**WORK TO COMPLETE**
Lines with "wall" in them are to be located in the listing below and copied.

**SUPPLIED ENTRIES**
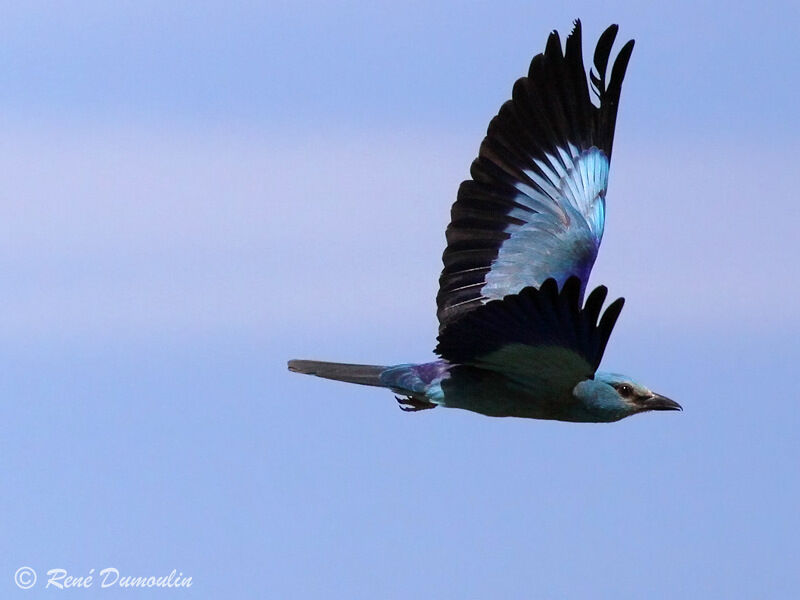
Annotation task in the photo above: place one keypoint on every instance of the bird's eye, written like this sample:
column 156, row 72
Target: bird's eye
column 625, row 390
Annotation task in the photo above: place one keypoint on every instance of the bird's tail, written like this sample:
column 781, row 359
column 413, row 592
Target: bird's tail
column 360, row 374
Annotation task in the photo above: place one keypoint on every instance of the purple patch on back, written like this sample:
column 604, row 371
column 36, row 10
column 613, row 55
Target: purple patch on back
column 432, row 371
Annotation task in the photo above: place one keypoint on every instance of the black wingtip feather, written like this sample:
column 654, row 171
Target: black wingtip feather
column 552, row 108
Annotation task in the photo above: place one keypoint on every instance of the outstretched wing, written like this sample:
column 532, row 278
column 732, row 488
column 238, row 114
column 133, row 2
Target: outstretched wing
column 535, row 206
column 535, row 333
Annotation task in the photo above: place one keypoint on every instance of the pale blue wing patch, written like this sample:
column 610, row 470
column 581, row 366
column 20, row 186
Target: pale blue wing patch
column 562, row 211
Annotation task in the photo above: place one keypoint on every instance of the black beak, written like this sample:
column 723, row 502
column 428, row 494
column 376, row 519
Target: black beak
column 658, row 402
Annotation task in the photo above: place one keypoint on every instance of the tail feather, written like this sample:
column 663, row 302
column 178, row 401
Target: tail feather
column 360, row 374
...
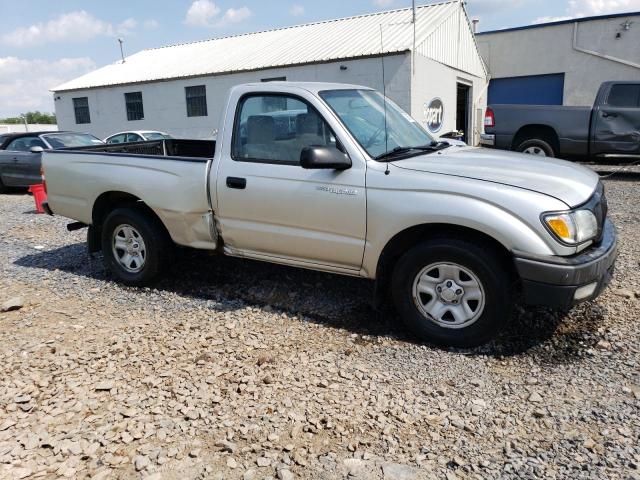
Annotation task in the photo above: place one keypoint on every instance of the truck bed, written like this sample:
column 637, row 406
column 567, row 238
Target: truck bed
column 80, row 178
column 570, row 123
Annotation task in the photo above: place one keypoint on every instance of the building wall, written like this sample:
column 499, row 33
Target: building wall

**TASK RESPONSE**
Annotation task in the photo above: place one keypoint on every instance of the building wall, written like this sample:
Target: building wall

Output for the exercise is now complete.